### Selected extract

┄┄┄┄┄┄

Metal Is Good For Kids
My music is good for kids…
Remember the days of tapes? I had a tape of Alanis Morissette’s best seller, Jagged Little Pill, and managed to erase the part of the song that goes, “Are you thinking of me when you f**k her?” I erased forever that part of the song because I used to turn it down, just for a moment, whenever my mother was around to hear it, and so it began to do it all on its own. I was, as you can gather, a very good little girl. But what my mother never knew was how powerful that line was, how much the word “f**k” projected more than mere obscenities, but imagery and feeling; anger and regret and revenge, and I loved it. In fact, I would have turned it up every time if I wasn’t such a ninny.
Alanis Morissette was no heavy metal lady, but she was my 12-year-old’s metal equivalent – full of emotion and weighty subjects. Her lyrics were something which allowed me to feel, and release that feeling in the word, “f**k”, time and again. She was a lighthouse for me, when my body was plagued by hormones and my poor little heart by early teen angst. She guided me through my angst, as much as Nirvana and Pearl Jam did later, until I reached the stage where extremities of emotion, both good and bad, required my musical lighthouse to evolve into something more hardcore. It began with In Flames.

┄┄┄┄┄┄

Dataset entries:
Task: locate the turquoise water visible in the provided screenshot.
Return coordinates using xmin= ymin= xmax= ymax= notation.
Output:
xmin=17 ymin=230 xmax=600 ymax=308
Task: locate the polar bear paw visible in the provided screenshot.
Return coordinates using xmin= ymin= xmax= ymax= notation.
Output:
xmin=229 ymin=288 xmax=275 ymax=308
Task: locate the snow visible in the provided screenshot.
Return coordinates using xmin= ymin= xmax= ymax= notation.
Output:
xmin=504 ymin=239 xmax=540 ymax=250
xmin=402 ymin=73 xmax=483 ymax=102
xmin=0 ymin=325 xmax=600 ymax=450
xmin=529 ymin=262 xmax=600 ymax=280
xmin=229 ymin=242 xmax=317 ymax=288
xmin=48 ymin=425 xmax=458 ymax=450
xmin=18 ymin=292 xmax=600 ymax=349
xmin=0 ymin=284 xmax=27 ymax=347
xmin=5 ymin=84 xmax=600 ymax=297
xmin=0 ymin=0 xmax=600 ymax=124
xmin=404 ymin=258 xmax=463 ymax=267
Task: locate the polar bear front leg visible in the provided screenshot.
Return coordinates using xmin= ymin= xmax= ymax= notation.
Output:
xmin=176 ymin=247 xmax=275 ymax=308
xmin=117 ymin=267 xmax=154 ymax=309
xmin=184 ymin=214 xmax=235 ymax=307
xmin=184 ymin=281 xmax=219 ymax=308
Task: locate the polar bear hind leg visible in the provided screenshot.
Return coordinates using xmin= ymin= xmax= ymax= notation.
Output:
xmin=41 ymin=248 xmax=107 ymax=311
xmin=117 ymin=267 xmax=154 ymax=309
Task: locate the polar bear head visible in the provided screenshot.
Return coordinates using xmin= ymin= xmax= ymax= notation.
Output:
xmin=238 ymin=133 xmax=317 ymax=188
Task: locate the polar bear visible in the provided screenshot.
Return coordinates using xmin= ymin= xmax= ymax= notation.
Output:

┄┄┄┄┄┄

### What to work on
1. Transcribe the stretch of the essay on music for kids from "Alanis Morissette was" through "with In Flames.".
2. Answer these questions using the essay on music for kids:
(a) Which album did the writer own on tape?
(b) At what age was Alanis Morissette the writer's metal equivalent?
(c) With which band does the writer say the move to more hardcore music began?
3. List every musical artist or band named in the essay on music for kids.

### Answers to the problems
1.
Alanis Morissette was no heavy metal lady, but she was my 12-year-old’s metal equivalent – full of emotion and weighty subjects. Her lyrics were something which allowed me to feel, and release that feeling in the word, “f**k”, time and again. She was a lighthouse for me, when my body was plagued by hormones and my poor little heart by early teen angst. She guided me through my angst, as much as Nirvana and Pearl Jam did later, until I reached the stage where extremities of emotion, both good and bad, required my musical lighthouse to evolve into something more hardcore. It began with In Flames.

2.
(a) Jagged Little Pill
(b) 12
(c) In Flames

3. Alanis Morissette, Nirvana, Pearl Jam, In Flames